* COMPLETE THE FOLLOWING
(1) In the pandemic discussion, how many people in the UK were lost to flu in 1968?
(2) Reproduce the part of the pandemic discussion between "DrMadelineMaxwell · 23/03/2020" and "it is today.", inclusive.

* DOCUMENT SEGMENT

______________________________

Social media makes every local story global

cheap air travel and global supply chains make every local disease global

500,000 people die in the UK every year
many of those who will die in the UK of COVID would have died due to their underlying illnesses anyway
the number of extra deaths is small

The panic in the UK is because austerity has crippled both the NHS and social care
Germany and Scandinavia have higher taxes and better resources so are coping better than the UK will

DrMadelineMaxwell · 23/03/2020 22:31

The 1968 pandemic virus is that which gives us the influenza A disease to this day. Which is why they are being so aggressive in their response to this and predict a long game where we have tighter and looser controls to limit infection with subsequent (hopefully smaller) peaks each time restrictions are lifted. The Spanish flu came in several waves, not just one in one season.

willdoitinaminute · 23/03/2020 22:33

They still died, modern medicine in its infancy. Epidemiology was mumbo jumbo. Childhood illnesses such as measles diphtheria etc were still causing high mortality in children. Slums gradually being cleared. Large families in crowded housing. Only 20 yrs since end of WW2 so death not seen in quite the same way it is today.
Modern medicine and population expectation have contributed to the current pandemic. Life expectancy was less than 70 in the late sixties so the problem we are facing wouldn’t exist.

Gulpingcoffee · 23/03/2020 22:35

If you read Daniel Defoe’s Journal of the Plague Year, about the Great Plague of London in 1664, the measures were remarkably similar to now. Restricted movement, people locked into their homes, things disinfected (in vinegar).

Babdoc · 23/03/2020 22:36

I got the Hong Kong flu in 1968 when I was a teenager, as did my whole family. We just sweated and coughed at home in bed until we got better.
There weren’t any intensive care units as such, just isolation units for more serious infectious diseases, such as smallpox, which still had rare outbreaks.( I had to get vaccinated against that when I was 5.)

Thousands of old people used to die of flu every winter- we lost 3500 to flu in the UK in 1968. There was no flu vaccine.
But back then, many men died of heart attacks in their 40’s and 50’s, many women of cancer in their 50’s and 60’s, and untreated high blood pressure and strokes were common.
We therefore didn’t have huge numbers of frail, vulnerable 80 and 90 year olds, and people were more philosophical- they didn’t expect to live beyond 70, the biblical “ three score years and ten”.

______________________________

* GIVEN DATA
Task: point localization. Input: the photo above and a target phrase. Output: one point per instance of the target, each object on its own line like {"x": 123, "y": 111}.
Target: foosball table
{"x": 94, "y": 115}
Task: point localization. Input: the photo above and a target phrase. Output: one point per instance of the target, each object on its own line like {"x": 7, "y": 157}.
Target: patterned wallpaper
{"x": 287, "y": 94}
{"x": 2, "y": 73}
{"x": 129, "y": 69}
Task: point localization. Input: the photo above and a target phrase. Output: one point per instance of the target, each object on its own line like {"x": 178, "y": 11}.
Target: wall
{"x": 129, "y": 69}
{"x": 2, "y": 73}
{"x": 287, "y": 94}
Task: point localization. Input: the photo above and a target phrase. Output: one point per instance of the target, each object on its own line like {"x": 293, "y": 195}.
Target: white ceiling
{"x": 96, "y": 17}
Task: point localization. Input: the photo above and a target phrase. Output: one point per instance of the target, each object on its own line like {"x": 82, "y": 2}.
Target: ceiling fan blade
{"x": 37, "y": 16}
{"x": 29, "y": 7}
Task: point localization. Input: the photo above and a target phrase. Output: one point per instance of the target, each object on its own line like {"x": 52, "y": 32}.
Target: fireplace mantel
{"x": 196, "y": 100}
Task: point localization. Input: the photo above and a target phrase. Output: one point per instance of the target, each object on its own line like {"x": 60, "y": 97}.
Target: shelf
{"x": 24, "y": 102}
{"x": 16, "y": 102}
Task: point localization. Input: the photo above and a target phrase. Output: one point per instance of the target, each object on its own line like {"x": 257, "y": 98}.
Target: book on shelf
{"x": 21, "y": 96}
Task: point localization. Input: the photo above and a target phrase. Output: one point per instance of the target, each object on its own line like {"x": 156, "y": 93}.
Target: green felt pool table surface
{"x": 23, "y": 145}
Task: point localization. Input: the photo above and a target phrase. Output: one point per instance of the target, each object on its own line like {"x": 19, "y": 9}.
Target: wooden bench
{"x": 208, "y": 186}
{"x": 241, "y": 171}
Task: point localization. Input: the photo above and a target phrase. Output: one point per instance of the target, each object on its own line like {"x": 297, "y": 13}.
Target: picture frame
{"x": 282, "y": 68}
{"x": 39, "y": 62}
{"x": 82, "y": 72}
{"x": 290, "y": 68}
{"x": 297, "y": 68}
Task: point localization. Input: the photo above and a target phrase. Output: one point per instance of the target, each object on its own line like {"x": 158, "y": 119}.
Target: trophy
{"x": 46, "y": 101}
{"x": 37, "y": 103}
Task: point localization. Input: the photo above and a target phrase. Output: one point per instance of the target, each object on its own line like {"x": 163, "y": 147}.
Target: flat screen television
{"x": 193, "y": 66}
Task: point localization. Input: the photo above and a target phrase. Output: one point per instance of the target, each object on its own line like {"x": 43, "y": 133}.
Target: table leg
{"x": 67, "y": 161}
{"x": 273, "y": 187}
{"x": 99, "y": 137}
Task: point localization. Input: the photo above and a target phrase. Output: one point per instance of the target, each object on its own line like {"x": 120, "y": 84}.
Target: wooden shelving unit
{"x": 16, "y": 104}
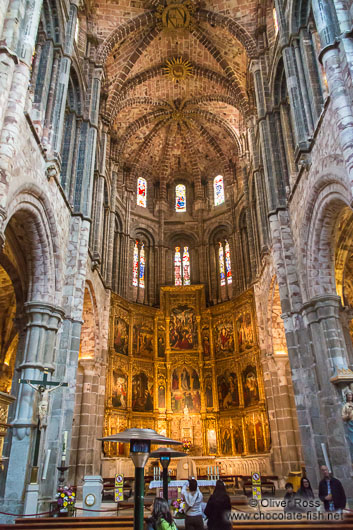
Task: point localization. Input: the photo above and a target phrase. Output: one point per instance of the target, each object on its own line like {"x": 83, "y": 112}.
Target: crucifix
{"x": 43, "y": 404}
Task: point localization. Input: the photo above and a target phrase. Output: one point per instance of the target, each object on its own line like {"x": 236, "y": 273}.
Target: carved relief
{"x": 142, "y": 342}
{"x": 172, "y": 368}
{"x": 142, "y": 393}
{"x": 228, "y": 393}
{"x": 250, "y": 386}
{"x": 121, "y": 336}
{"x": 223, "y": 337}
{"x": 186, "y": 389}
{"x": 183, "y": 328}
{"x": 245, "y": 334}
{"x": 119, "y": 390}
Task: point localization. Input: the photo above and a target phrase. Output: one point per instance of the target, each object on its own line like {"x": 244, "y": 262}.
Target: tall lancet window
{"x": 135, "y": 265}
{"x": 142, "y": 266}
{"x": 228, "y": 263}
{"x": 141, "y": 192}
{"x": 218, "y": 190}
{"x": 221, "y": 264}
{"x": 177, "y": 267}
{"x": 180, "y": 198}
{"x": 139, "y": 265}
{"x": 186, "y": 266}
{"x": 225, "y": 272}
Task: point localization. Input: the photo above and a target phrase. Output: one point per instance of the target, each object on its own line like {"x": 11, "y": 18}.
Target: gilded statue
{"x": 347, "y": 417}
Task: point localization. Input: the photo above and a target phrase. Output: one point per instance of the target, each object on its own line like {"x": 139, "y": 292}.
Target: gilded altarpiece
{"x": 188, "y": 371}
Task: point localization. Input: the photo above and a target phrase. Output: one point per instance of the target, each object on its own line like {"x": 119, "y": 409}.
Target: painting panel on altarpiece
{"x": 142, "y": 393}
{"x": 161, "y": 343}
{"x": 183, "y": 328}
{"x": 119, "y": 390}
{"x": 245, "y": 332}
{"x": 121, "y": 336}
{"x": 205, "y": 338}
{"x": 228, "y": 392}
{"x": 162, "y": 389}
{"x": 250, "y": 386}
{"x": 224, "y": 338}
{"x": 238, "y": 438}
{"x": 255, "y": 434}
{"x": 186, "y": 389}
{"x": 142, "y": 342}
{"x": 226, "y": 442}
{"x": 211, "y": 442}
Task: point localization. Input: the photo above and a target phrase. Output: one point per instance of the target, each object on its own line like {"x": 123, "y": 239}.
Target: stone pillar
{"x": 88, "y": 445}
{"x": 63, "y": 81}
{"x": 42, "y": 324}
{"x": 14, "y": 81}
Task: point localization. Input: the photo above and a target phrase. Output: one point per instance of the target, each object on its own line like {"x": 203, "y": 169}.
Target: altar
{"x": 174, "y": 487}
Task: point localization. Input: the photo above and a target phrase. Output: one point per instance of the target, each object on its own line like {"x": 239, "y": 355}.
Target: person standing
{"x": 161, "y": 518}
{"x": 193, "y": 500}
{"x": 218, "y": 507}
{"x": 331, "y": 492}
{"x": 289, "y": 498}
{"x": 304, "y": 494}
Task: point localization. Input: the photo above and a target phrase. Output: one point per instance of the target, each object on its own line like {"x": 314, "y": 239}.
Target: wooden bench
{"x": 126, "y": 523}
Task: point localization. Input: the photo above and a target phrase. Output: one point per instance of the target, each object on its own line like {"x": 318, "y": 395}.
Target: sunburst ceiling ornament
{"x": 178, "y": 69}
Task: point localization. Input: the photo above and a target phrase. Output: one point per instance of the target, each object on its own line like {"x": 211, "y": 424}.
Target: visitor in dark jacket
{"x": 289, "y": 498}
{"x": 217, "y": 509}
{"x": 331, "y": 492}
{"x": 303, "y": 495}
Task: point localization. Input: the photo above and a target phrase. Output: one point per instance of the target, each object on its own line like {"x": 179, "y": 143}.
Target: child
{"x": 161, "y": 518}
{"x": 289, "y": 498}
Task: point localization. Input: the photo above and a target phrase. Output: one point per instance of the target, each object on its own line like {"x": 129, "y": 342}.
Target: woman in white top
{"x": 193, "y": 500}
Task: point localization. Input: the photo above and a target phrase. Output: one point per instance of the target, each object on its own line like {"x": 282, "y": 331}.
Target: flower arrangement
{"x": 66, "y": 497}
{"x": 178, "y": 507}
{"x": 186, "y": 444}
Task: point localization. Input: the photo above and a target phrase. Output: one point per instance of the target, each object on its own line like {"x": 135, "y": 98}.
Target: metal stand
{"x": 61, "y": 478}
{"x": 139, "y": 498}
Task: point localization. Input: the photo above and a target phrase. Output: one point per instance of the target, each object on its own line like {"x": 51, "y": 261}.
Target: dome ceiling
{"x": 175, "y": 87}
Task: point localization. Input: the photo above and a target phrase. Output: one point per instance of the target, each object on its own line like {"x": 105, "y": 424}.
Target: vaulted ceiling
{"x": 176, "y": 90}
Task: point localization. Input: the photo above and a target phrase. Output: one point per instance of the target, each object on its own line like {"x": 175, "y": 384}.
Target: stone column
{"x": 42, "y": 324}
{"x": 14, "y": 81}
{"x": 63, "y": 81}
{"x": 88, "y": 448}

______________________________

* PER-TASK OUTPUTS
(1) 3,500 people.

(2)
DrMadelineMaxwell · 23/03/2020 22:31

The 1968 pandemic virus is that which gives us the influenza A disease to this day. Which is why they are being so aggressive in their response to this and predict a long game where we have tighter and looser controls to limit infection with subsequent (hopefully smaller) peaks each time restrictions are lifted. The Spanish flu came in several waves, not just one in one season.

willdoitinaminute · 23/03/2020 22:33

They still died, modern medicine in its infancy. Epidemiology was mumbo jumbo. Childhood illnesses such as measles diphtheria etc were still causing high mortality in children. Slums gradually being cleared. Large families in crowded housing. Only 20 yrs since end of WW2 so death not seen in quite the same way it is today.